Try it: Return all the data, word for word.
──────── Stored data
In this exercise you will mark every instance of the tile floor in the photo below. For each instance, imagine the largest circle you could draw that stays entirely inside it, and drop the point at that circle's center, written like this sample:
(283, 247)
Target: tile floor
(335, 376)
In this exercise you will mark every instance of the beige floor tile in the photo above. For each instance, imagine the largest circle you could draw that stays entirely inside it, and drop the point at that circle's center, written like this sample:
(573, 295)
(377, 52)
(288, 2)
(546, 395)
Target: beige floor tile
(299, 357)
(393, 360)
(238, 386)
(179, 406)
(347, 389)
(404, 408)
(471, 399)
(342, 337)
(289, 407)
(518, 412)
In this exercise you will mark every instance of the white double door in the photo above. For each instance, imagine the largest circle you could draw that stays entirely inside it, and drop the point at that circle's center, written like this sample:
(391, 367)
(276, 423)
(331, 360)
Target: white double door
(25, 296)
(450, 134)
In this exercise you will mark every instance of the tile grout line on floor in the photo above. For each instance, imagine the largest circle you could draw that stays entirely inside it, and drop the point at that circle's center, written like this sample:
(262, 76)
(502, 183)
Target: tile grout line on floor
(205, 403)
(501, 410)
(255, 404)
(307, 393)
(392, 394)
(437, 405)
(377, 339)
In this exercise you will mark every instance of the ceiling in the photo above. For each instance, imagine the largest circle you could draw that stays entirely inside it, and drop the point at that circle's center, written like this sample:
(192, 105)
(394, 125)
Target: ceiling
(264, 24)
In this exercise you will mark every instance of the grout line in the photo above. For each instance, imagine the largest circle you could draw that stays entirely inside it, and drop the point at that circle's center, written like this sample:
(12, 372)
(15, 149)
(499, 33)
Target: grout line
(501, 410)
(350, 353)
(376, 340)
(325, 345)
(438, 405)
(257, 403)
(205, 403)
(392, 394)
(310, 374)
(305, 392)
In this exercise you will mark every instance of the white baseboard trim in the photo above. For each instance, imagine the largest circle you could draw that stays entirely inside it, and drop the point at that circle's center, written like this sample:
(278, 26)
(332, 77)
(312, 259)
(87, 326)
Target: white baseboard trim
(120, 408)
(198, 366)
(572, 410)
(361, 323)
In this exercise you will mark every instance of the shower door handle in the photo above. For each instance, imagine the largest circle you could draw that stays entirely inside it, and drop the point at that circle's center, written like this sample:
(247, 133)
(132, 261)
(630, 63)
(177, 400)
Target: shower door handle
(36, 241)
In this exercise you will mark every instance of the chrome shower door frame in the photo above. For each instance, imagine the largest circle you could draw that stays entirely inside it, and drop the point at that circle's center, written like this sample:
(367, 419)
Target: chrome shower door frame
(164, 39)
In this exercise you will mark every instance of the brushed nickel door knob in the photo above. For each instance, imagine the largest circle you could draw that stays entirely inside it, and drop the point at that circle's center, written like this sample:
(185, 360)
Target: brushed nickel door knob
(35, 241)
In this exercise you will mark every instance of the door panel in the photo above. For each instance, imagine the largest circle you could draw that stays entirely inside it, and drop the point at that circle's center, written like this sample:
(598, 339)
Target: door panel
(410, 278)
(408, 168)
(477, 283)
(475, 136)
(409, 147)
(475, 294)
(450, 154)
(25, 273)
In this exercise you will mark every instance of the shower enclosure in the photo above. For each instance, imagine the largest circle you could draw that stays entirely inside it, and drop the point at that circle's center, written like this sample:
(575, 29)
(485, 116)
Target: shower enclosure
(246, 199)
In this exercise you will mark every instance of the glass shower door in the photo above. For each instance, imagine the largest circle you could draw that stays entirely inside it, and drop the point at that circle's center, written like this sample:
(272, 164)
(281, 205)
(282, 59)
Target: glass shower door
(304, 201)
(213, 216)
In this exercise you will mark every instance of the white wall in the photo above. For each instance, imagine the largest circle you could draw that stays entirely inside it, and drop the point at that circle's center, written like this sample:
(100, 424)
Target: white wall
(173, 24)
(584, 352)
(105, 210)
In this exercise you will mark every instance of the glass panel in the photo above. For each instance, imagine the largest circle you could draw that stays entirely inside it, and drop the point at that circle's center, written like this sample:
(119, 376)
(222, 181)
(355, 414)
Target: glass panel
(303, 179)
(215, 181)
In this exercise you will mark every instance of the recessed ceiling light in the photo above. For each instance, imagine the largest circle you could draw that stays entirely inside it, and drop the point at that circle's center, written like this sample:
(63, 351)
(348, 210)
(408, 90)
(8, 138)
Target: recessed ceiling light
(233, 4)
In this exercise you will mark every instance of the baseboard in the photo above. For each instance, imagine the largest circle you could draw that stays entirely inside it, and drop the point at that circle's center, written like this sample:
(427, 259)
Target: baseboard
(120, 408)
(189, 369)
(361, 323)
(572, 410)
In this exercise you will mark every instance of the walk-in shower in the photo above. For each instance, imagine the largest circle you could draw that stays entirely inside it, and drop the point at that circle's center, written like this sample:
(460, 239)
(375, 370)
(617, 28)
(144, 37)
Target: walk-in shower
────────────────
Result of this task:
In this exercise you will mark every instance of the tile floor in the photo below. For each instance, imagine the largest circle you could draw that stays entirely inside it, and drop the point at that circle's center, written like this sample:
(283, 247)
Target: tile floor
(335, 376)
In this exercise you will mark every instance of the beige floor tile in the photo above. For each instance, imagine the largest circle you could draw that stays entirely inside it, and drop the point at that circle's center, written like this sample:
(573, 295)
(377, 52)
(288, 2)
(546, 395)
Target: beige floor tile
(299, 357)
(393, 360)
(238, 386)
(179, 406)
(347, 389)
(404, 408)
(471, 399)
(342, 337)
(289, 407)
(518, 412)
In this exercise you will mark every instance of the white double door in the photo above. For each instance, imagine the largest circle you could draw that stays entirely inside it, and drop the point at that circle's center, written like this sample:
(391, 367)
(276, 423)
(331, 360)
Target: white double door
(25, 296)
(450, 134)
In this exercise you will mark every instance of the tile grout line on floor in the photo above. For each instance, imagine the largest circle you could draw that stays entirely inside it, and drop the point at that circle's center, written like this sample:
(262, 76)
(502, 183)
Target: tile grout line on floor
(205, 403)
(501, 410)
(255, 404)
(307, 393)
(392, 394)
(437, 405)
(377, 339)
In this exercise you will mark every instance of the ceiling in the photo above. For each instance, imagine the largest circle you could draw that stays entirely inside it, and drop the point at that circle's center, written like this sample:
(192, 105)
(394, 125)
Target: ceiling
(264, 24)
In this exercise you will mark every instance of the grout line in the photo above. For each instance, imagine the largest circle you could draw that stays entirely inside it, and drop the point at that circle's center, written like this sample:
(12, 372)
(15, 149)
(499, 33)
Target: grout line
(501, 410)
(350, 353)
(376, 340)
(325, 345)
(438, 405)
(257, 403)
(205, 403)
(392, 394)
(310, 374)
(305, 392)
In this exercise you will mark every instance of the white baseboard trim in the photo above. For each instance, imagine the largest circle you could draw that stays entirely inside it, and drop the point at that circle's center, written like this sample:
(278, 26)
(332, 77)
(312, 259)
(87, 326)
Target: white baseboard trim
(120, 408)
(198, 366)
(572, 410)
(361, 323)
In this exercise you will mark every instance of the shower door handle in the photo above. For each instance, imagine the largest circle you could draw that stays entirely inside it, and drop the point at that circle's center, written like this sample:
(247, 133)
(132, 261)
(630, 63)
(177, 400)
Target: shower door handle
(36, 241)
In this exercise you will mark every instance of the chrome shower door frame in the photo above. For each instance, imagine the largest circle you could draw that stays entirely inside it, and drop the point at that circle's center, written like this sample:
(367, 419)
Target: chrome shower door frame
(164, 39)
In this exercise you will mark every instance of the brushed nickel door knob in the photo above. For each instance, imagine the largest circle you could draw that stays entirely inside it, and drop the point at that circle's center, written like this sample:
(185, 360)
Target: brushed nickel door knob
(35, 241)
In this exercise you will mark every instance of the door panel in the photo above. For each instance, imagine the largest circle you could draw that stays entirely inside it, and drop the point at that circle's center, written like this sample:
(598, 339)
Target: door panel
(410, 278)
(408, 168)
(477, 283)
(475, 136)
(409, 147)
(475, 294)
(450, 154)
(25, 273)
In this exercise you will mark every instance of the shower enclosure in the photo above. For each instance, imagine the largest circle you could draw that stays entirely inside it, and drop the point at that circle's center, written like this sample:
(575, 29)
(485, 116)
Target: shower enclosure
(246, 199)
In this exercise you will mark every instance of the glass shower door in the photo above. For each instance, imagine the largest circle you could draw that stays entirely inside it, and drop the point at that circle's center, written like this sample:
(272, 164)
(281, 205)
(282, 59)
Target: glass shower door
(304, 201)
(213, 216)
In this exercise you will mark every instance of the white wall in the photo above. For each instance, imagine the largest circle you could draw that stays entirely inside it, and drop the point at that circle's center, written like this sample:
(100, 424)
Target: white wall
(173, 24)
(584, 352)
(105, 210)
In this exercise you will mark every instance of the glass panel in the photo above. For each instance, imagine the largest circle you could draw that stays entirely inside it, and drop the point at that circle's center, written like this sample:
(119, 376)
(222, 181)
(355, 414)
Target: glass panel
(303, 179)
(215, 181)
In this exercise you will mark every instance of the recessed ceiling light in the photo above. For each instance, imagine the largest circle you could draw that stays entirely inside it, and drop the point at that circle's center, written like this sample:
(63, 351)
(348, 210)
(408, 90)
(8, 138)
Target: recessed ceiling light
(233, 4)
In this exercise you will mark every instance of the baseboard in the photo above. For each instance, imagine the largest circle you could draw that stays entirely inside it, and drop the point at that circle's center, written like this sample:
(427, 259)
Target: baseboard
(120, 408)
(189, 369)
(361, 323)
(572, 410)
In this exercise you will mark every instance of the walk-in shower in the photo above. For each instance, imagine the largest circle you could draw that stays entirely inside it, and drop the point at that circle's center, written like this sample:
(460, 239)
(375, 370)
(617, 28)
(144, 37)
Target: walk-in shower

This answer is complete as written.